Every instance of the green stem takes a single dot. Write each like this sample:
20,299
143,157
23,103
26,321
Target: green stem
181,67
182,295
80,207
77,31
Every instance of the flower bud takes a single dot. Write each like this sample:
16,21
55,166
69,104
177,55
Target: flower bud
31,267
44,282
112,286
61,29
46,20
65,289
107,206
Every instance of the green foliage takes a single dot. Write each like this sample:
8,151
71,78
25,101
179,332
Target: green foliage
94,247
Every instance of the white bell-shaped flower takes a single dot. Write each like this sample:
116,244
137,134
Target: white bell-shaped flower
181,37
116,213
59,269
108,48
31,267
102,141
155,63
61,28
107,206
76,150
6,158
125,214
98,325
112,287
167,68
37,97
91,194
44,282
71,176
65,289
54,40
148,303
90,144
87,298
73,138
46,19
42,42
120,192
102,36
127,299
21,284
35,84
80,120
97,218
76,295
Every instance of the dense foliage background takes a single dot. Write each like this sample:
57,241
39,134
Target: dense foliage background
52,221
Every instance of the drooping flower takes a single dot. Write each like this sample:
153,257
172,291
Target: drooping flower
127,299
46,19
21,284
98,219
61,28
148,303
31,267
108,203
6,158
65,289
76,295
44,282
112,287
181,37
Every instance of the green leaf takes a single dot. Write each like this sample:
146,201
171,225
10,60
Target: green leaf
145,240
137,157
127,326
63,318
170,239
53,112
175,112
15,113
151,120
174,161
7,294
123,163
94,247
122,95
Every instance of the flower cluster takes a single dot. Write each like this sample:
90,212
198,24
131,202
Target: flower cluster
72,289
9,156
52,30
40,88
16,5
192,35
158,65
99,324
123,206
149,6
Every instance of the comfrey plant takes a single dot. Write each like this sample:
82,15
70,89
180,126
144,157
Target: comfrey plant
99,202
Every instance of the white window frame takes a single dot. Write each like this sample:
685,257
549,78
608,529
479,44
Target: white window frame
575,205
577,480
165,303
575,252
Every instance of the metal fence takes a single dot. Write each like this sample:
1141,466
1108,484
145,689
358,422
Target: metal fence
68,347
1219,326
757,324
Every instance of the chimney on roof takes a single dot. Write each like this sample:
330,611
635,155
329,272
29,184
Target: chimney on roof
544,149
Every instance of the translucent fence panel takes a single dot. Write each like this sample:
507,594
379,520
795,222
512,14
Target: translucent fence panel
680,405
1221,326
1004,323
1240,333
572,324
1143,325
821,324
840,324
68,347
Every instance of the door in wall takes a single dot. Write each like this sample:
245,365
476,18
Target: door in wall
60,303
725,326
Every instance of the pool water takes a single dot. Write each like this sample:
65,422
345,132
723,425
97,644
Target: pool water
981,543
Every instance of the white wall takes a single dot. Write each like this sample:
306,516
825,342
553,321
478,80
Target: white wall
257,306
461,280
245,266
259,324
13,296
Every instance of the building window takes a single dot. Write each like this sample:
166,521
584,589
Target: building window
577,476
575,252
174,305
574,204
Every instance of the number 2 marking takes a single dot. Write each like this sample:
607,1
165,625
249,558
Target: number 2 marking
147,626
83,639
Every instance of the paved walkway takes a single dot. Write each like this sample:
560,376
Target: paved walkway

THE REQUEST | Quote every row above verbatim, from the first line to the last.

SOLUTION TO THE EXERCISE |
Every instance of the green stem takes a single dot. Write each like this sample:
20,299
143,157
23,103
26,321
Target: green stem
181,67
182,295
80,207
77,31
Every instance of the flower bud takes a single dot. Write each like this sample:
16,21
55,166
69,104
177,55
Target: flower bud
31,267
44,282
112,286
61,29
46,20
65,289
107,206
Every instance of the green foliage takes a single dot. Write each like this sample:
8,151
71,78
25,101
179,332
Target: green foliage
94,247
Every instance of the white bell-shaped flower takes a single dot. Write each like this sample:
116,244
137,134
Target: white bell-shaped flower
181,37
116,213
59,269
108,48
31,267
102,141
155,63
61,28
107,206
76,150
6,158
125,214
98,325
112,287
167,68
37,97
91,194
44,282
71,176
65,289
54,40
148,303
90,144
87,298
73,138
46,19
42,42
120,192
102,36
127,299
21,284
35,84
80,120
97,218
76,295
Every instance of the dense foliage background takes a single dot. Write each like this sample:
57,241
39,134
Target: dense foliage background
52,221
Every instance of the drooping flower takes a single dot. Write each like this sample:
153,257
172,291
Target: drooping flower
127,299
46,19
21,284
98,219
61,28
148,303
31,267
108,203
6,158
65,289
76,295
44,282
112,287
181,37
Every instance of the green leaf takes a single dot. Write each like this sample:
146,201
171,225
10,60
Target: green leaf
145,240
137,157
127,326
63,318
170,239
53,112
175,112
15,113
151,120
174,161
7,294
123,163
94,247
122,95
Every instance of the flower cluster takes a single dot. Write each like this sample:
90,212
198,24
131,202
Target: flower cluster
72,289
9,156
52,30
40,88
16,5
192,35
158,65
99,324
123,206
149,6
Every instance of the comfrey plant takes a single dot. Write each like this sample:
82,15
70,89
180,126
144,157
Target: comfrey plant
99,202
Every instance of the white window frame takes a single dot. Write each like this sample:
685,257
549,78
608,529
479,44
Target: white window frame
575,205
577,480
165,303
575,252
Every instance of the metal fence takes a single dot. Write each like this sample:
1141,466
1108,484
145,689
358,422
Target: metal fence
68,347
1219,326
757,324
Every instance of the chimney on roof takes a single dot. Write each like this sample:
330,611
635,155
329,272
29,184
Target: chimney on roof
544,149
Every instance of the translucent fence panel takes a single dot. Write each like this sample:
507,594
379,520
795,222
512,14
Target: translucent fence panel
680,405
1221,326
1004,323
1240,333
572,324
1143,325
821,324
840,324
68,347
Every instance of the door in wall takes a single dot. Write each like this sample:
245,365
476,18
Target: door in wall
60,303
725,326
Every instance of the pool water takes a single dot. Write each like this sample:
65,422
345,132
723,425
97,644
Target: pool water
981,543
Every instance of the white wall takes a single dot. Write each like this sample:
306,516
825,342
553,321
478,80
Target: white wall
257,306
461,280
245,266
259,324
13,296
Every instance of the building window takes a single dot. Write each like this sample:
166,521
584,589
Target: building window
577,476
575,252
174,305
574,204
Every instance of the number 2 marking takes a single dot. Write each like this sample:
607,1
165,625
249,558
Target: number 2 marking
147,626
83,639
Every instance of the paved walkway takes a single dot. Write each like this sample:
560,376
Target: paved walkway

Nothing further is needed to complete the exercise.